====== INFORMATION

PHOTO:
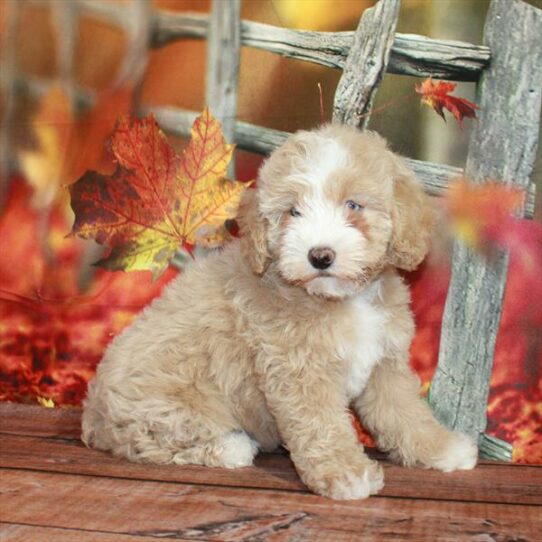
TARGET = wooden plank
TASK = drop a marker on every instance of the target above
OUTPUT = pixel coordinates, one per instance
(502, 147)
(435, 177)
(39, 421)
(223, 53)
(489, 482)
(14, 532)
(167, 510)
(365, 64)
(411, 54)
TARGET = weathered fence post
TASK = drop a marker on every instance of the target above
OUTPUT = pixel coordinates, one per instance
(223, 54)
(366, 64)
(502, 148)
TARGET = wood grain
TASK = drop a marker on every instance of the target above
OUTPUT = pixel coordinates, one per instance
(489, 482)
(13, 532)
(168, 510)
(436, 178)
(223, 52)
(45, 439)
(411, 54)
(502, 147)
(365, 64)
(34, 420)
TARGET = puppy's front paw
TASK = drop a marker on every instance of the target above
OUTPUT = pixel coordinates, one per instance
(459, 453)
(344, 483)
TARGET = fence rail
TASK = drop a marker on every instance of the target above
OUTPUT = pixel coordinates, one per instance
(410, 54)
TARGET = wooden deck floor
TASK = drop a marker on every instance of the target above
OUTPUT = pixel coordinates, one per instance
(54, 489)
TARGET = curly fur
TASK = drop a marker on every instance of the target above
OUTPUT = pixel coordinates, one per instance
(254, 347)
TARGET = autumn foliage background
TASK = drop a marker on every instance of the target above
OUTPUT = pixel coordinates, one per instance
(57, 313)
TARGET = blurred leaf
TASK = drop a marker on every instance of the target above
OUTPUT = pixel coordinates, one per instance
(437, 96)
(68, 145)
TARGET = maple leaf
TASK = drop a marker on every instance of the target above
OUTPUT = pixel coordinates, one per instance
(437, 96)
(52, 331)
(67, 145)
(156, 201)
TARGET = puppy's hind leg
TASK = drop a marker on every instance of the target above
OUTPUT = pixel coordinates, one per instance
(231, 450)
(404, 425)
(197, 429)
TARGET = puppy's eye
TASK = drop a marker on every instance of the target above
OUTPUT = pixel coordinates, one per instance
(353, 205)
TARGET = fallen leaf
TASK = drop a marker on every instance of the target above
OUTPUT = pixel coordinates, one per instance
(479, 213)
(437, 96)
(156, 202)
(53, 331)
(67, 144)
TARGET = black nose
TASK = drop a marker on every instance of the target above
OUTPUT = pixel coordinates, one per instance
(321, 258)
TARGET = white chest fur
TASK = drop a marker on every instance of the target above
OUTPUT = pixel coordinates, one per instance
(367, 347)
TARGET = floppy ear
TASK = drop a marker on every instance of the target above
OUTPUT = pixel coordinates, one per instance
(252, 226)
(413, 219)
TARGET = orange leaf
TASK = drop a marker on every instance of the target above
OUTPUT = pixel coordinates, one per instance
(53, 333)
(477, 212)
(68, 145)
(156, 201)
(437, 96)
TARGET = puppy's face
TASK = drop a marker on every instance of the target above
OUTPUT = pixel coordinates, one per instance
(325, 205)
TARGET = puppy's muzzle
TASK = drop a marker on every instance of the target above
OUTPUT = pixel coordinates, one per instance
(321, 258)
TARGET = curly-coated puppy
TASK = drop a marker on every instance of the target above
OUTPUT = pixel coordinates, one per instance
(270, 340)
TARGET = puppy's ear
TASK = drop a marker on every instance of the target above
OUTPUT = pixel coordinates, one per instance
(413, 219)
(252, 226)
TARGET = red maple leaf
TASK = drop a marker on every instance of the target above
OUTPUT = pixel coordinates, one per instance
(156, 201)
(437, 96)
(53, 331)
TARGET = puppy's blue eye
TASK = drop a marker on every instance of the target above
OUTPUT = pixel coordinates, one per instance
(353, 205)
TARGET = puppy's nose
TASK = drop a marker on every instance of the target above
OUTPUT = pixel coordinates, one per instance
(321, 258)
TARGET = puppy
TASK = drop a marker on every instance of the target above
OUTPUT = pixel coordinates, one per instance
(272, 339)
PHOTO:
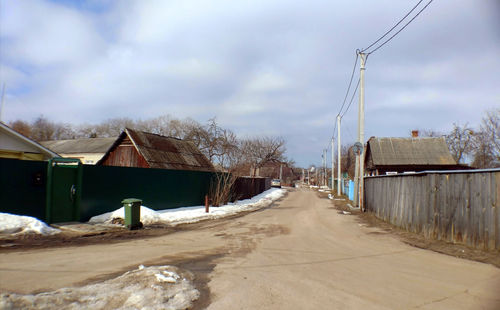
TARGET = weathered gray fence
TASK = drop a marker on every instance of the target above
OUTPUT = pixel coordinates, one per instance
(457, 206)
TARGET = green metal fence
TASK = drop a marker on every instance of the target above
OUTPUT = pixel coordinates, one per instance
(104, 187)
(63, 190)
(22, 187)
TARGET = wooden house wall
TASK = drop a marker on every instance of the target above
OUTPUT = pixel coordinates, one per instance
(455, 207)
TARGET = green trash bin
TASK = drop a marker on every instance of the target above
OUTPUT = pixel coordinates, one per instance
(132, 208)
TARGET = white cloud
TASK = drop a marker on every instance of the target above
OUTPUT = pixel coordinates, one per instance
(39, 33)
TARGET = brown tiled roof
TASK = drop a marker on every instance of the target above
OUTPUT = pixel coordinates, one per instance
(166, 152)
(409, 151)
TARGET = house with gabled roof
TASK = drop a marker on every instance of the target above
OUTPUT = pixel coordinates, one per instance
(147, 150)
(17, 146)
(406, 155)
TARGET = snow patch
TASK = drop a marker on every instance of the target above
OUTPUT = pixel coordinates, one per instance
(197, 213)
(19, 224)
(137, 289)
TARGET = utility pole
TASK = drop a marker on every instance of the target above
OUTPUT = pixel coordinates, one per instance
(339, 179)
(1, 104)
(333, 163)
(359, 181)
(325, 180)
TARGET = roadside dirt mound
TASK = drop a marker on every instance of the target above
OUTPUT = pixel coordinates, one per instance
(416, 240)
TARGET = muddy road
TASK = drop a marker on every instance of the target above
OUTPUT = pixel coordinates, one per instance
(300, 253)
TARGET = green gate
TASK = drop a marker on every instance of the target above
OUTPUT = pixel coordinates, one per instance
(64, 190)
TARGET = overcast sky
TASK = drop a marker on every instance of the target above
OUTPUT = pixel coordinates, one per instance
(261, 67)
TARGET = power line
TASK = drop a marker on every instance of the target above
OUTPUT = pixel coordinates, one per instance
(352, 98)
(386, 41)
(397, 24)
(350, 81)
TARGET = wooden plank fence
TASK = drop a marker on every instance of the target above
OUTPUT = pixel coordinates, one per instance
(456, 206)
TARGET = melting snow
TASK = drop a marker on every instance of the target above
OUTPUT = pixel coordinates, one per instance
(197, 213)
(143, 288)
(17, 224)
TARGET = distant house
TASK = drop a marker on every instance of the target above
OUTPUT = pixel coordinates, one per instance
(88, 151)
(406, 155)
(15, 145)
(146, 150)
(273, 169)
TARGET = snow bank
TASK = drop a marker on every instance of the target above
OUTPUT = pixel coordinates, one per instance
(197, 213)
(158, 287)
(18, 224)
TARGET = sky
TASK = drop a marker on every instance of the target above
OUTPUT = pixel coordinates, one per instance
(273, 67)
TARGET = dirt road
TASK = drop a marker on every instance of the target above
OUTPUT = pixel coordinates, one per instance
(298, 254)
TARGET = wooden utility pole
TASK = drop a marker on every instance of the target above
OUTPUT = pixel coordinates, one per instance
(339, 174)
(333, 163)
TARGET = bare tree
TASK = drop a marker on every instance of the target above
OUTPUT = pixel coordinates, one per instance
(487, 142)
(42, 129)
(22, 127)
(259, 151)
(460, 141)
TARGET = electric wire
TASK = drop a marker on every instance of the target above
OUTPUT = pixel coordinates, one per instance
(352, 98)
(393, 27)
(350, 82)
(386, 41)
(368, 54)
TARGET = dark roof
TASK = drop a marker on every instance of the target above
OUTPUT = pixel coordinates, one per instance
(76, 146)
(409, 151)
(164, 152)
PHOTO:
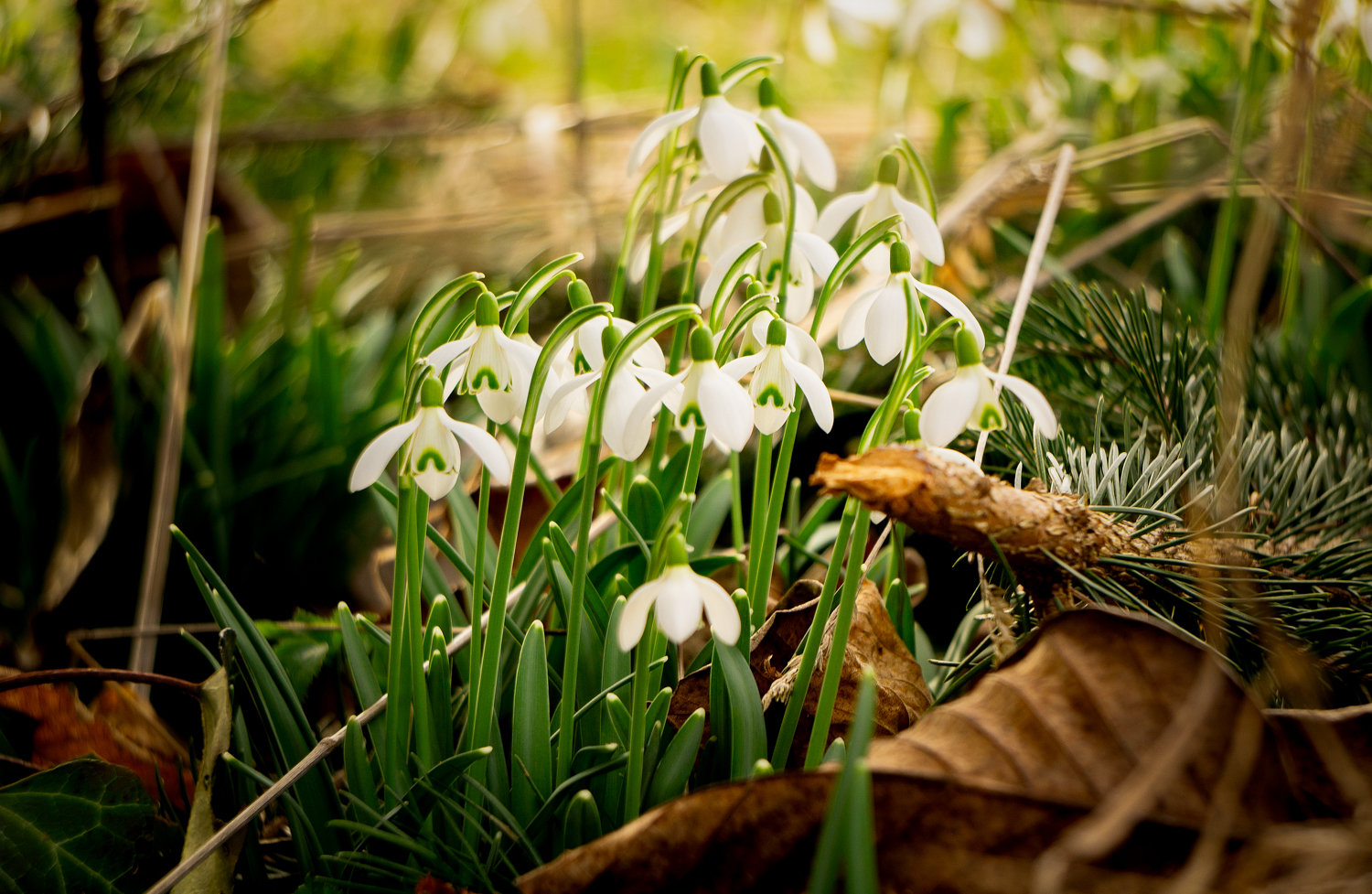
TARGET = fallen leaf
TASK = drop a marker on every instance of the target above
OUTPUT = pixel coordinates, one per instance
(90, 484)
(970, 797)
(902, 695)
(115, 727)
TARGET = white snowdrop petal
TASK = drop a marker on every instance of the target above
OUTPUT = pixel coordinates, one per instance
(741, 365)
(955, 307)
(634, 616)
(678, 603)
(724, 140)
(648, 404)
(486, 448)
(922, 228)
(563, 400)
(814, 390)
(727, 409)
(1045, 420)
(947, 409)
(375, 457)
(719, 610)
(653, 135)
(855, 318)
(886, 323)
(839, 210)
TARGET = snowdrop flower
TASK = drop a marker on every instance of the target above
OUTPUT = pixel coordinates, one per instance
(433, 457)
(803, 147)
(878, 202)
(881, 316)
(776, 376)
(809, 257)
(623, 393)
(944, 454)
(680, 597)
(969, 398)
(727, 136)
(488, 364)
(708, 395)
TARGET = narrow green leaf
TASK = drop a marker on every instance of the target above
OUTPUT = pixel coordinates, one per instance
(530, 734)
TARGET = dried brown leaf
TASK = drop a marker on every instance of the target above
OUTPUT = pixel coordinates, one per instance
(969, 798)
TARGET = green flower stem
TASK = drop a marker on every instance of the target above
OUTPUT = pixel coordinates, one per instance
(652, 280)
(644, 655)
(911, 372)
(398, 674)
(757, 577)
(829, 690)
(590, 452)
(765, 548)
(691, 479)
(779, 159)
(482, 709)
(735, 510)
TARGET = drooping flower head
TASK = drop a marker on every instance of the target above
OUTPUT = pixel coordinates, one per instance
(623, 392)
(727, 136)
(881, 316)
(710, 397)
(878, 202)
(777, 371)
(494, 368)
(969, 400)
(433, 457)
(803, 147)
(680, 597)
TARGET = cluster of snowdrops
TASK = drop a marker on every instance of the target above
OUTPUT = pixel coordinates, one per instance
(726, 189)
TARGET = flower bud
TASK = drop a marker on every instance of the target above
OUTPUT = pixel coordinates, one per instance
(767, 93)
(900, 257)
(488, 312)
(965, 345)
(710, 80)
(431, 392)
(611, 337)
(579, 294)
(702, 345)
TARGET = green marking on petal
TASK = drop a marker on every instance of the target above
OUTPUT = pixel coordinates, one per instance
(488, 375)
(771, 394)
(427, 458)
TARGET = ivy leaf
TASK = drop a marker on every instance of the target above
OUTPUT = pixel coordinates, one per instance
(84, 825)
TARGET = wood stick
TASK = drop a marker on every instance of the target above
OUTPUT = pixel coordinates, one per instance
(166, 484)
(1031, 275)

============

THE TASK: Because only one stretch of the records is wanted, please output the lines from the one holding "TARGET = wooden utility pole" through the one holding "TARGET = white snowdrop petal" exactly, both included, and leave every picture out.

SOLVED EXERCISE:
TARGET = wooden utility pole
TASK = drop a marker on every instance of the target above
OUTPUT = pixel coordinates, one per instance
(339, 174)
(333, 163)
TARGET = bare tree
TASK = drop a marker on every instance of the target above
OUTPUT = pixel coordinates, one per instance
(487, 142)
(42, 129)
(22, 127)
(259, 151)
(460, 141)
TARGET = electric wire
TASK = drop a marker on every instance of the target above
OUTPUT = pixel coordinates, one per instance
(352, 98)
(393, 27)
(350, 82)
(386, 41)
(368, 54)
TARGET = dark roof
TASK = drop a marker on every instance of the target above
OUTPUT = pixel coordinates, one per instance
(76, 146)
(409, 151)
(164, 152)
PHOTO:
TARGET = fallen leaf
TASK = drop a marker on every instance of the target above
OUTPUT = pixel coordinates, one per instance
(90, 484)
(970, 797)
(902, 695)
(115, 727)
TARGET = white snowdrop petal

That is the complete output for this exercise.